Named object pointing entries:
** Start **

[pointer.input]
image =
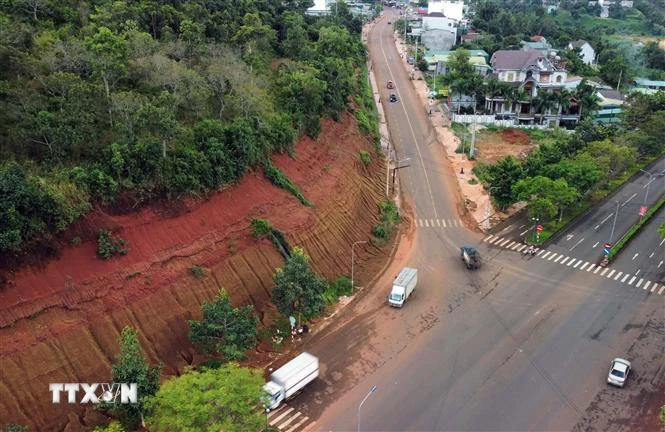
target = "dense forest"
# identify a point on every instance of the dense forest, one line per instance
(137, 100)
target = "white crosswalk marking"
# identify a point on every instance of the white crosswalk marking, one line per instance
(597, 268)
(277, 419)
(294, 427)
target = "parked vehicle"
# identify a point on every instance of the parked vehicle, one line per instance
(470, 256)
(288, 380)
(619, 371)
(403, 286)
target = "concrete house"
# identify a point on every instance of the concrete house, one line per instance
(528, 74)
(586, 51)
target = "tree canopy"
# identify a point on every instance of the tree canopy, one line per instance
(224, 399)
(297, 288)
(152, 100)
(225, 329)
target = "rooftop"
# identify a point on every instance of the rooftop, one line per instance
(519, 59)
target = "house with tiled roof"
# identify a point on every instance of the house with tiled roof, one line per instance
(528, 77)
(584, 49)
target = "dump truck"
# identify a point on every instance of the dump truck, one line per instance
(470, 256)
(403, 286)
(288, 380)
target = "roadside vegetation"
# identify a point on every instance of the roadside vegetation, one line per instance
(564, 177)
(131, 102)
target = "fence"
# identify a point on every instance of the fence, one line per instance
(490, 119)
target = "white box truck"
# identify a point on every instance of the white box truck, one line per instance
(403, 286)
(291, 378)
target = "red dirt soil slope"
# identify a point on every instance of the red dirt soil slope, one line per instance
(60, 323)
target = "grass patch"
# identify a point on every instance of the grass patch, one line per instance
(365, 158)
(109, 246)
(197, 272)
(277, 177)
(389, 219)
(635, 229)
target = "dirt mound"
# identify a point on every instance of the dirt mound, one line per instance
(493, 146)
(60, 322)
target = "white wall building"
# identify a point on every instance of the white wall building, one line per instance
(451, 9)
(587, 53)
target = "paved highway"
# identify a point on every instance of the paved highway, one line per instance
(524, 343)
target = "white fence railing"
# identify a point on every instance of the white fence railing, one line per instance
(490, 119)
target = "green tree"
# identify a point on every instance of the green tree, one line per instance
(132, 367)
(613, 159)
(227, 399)
(544, 102)
(616, 68)
(503, 175)
(653, 55)
(225, 329)
(114, 426)
(545, 196)
(109, 59)
(587, 99)
(297, 288)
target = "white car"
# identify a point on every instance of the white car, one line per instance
(619, 370)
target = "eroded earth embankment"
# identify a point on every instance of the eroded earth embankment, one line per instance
(61, 322)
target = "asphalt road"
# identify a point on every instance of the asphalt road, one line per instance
(524, 343)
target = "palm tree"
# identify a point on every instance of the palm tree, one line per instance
(586, 97)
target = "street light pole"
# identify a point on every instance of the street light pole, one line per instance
(352, 259)
(372, 390)
(650, 174)
(614, 223)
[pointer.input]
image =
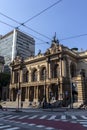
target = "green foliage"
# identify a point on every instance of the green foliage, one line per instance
(4, 79)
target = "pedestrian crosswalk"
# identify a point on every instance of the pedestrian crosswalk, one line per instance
(40, 116)
(81, 119)
(8, 127)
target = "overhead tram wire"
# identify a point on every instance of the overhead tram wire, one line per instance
(19, 29)
(35, 37)
(36, 32)
(57, 2)
(7, 24)
(73, 37)
(24, 26)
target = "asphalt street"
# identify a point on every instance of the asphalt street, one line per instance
(39, 119)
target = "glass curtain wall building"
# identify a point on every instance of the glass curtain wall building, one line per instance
(16, 43)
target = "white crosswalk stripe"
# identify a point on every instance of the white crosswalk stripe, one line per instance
(84, 117)
(23, 117)
(63, 117)
(8, 127)
(52, 117)
(32, 117)
(15, 128)
(13, 117)
(43, 117)
(5, 126)
(73, 117)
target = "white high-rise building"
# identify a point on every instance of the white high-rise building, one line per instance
(16, 43)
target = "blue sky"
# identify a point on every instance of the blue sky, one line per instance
(68, 18)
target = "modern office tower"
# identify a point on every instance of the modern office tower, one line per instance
(16, 43)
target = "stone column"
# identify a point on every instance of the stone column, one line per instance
(37, 93)
(47, 93)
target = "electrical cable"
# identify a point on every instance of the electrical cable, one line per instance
(57, 2)
(7, 24)
(72, 37)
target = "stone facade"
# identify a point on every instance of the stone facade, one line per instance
(60, 74)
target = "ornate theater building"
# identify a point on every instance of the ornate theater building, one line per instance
(60, 74)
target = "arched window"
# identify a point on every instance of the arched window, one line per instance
(34, 75)
(16, 74)
(25, 76)
(73, 70)
(54, 71)
(43, 73)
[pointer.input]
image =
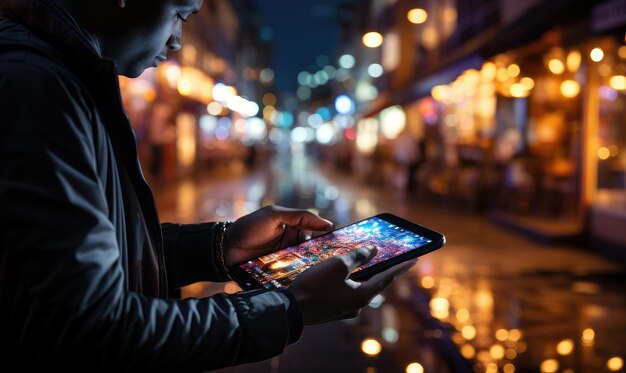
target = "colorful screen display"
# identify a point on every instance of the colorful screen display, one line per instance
(279, 269)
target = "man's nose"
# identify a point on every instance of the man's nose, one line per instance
(174, 43)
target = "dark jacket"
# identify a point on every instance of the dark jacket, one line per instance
(87, 272)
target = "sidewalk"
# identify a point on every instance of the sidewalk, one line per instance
(501, 300)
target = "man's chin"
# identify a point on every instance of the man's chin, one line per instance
(132, 71)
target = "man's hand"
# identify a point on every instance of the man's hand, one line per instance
(324, 292)
(267, 230)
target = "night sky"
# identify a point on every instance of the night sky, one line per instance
(302, 30)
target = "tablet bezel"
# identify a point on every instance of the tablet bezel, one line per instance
(247, 282)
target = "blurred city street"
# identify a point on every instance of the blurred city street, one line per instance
(490, 300)
(499, 123)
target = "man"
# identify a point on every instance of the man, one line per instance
(88, 276)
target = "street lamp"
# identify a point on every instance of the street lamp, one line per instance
(372, 39)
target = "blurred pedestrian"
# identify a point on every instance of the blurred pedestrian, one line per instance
(88, 275)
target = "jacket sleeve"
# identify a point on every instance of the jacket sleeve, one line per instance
(190, 253)
(62, 284)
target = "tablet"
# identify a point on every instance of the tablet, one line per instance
(397, 240)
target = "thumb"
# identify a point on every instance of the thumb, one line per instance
(358, 257)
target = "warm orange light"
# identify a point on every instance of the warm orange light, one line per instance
(441, 92)
(513, 70)
(518, 90)
(417, 16)
(515, 335)
(468, 332)
(570, 88)
(596, 54)
(556, 66)
(502, 335)
(496, 352)
(549, 366)
(468, 351)
(565, 347)
(615, 363)
(428, 282)
(588, 334)
(372, 39)
(371, 347)
(527, 82)
(618, 82)
(603, 153)
(488, 71)
(573, 61)
(414, 368)
(462, 315)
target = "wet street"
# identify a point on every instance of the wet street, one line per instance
(489, 301)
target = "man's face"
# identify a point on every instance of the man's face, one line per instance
(147, 30)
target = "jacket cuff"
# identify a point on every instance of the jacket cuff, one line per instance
(189, 253)
(294, 315)
(265, 322)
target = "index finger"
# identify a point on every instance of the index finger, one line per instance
(379, 282)
(301, 219)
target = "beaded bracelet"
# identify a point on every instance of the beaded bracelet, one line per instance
(219, 247)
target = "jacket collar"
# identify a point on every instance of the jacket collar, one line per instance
(53, 23)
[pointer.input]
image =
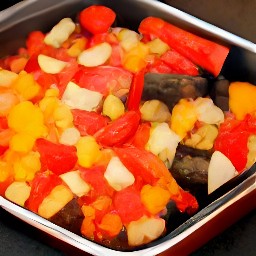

** End **

#### [WHAT YOU WILL DO]
Please filter the items above, copying every line that contains the word "wire", and treat uppercase and lowercase as different.

#### [PROBLEM SOLUTION]
target = "overhead tram wire"
# identify a point on every instance of the overhead tram wire, one line per instance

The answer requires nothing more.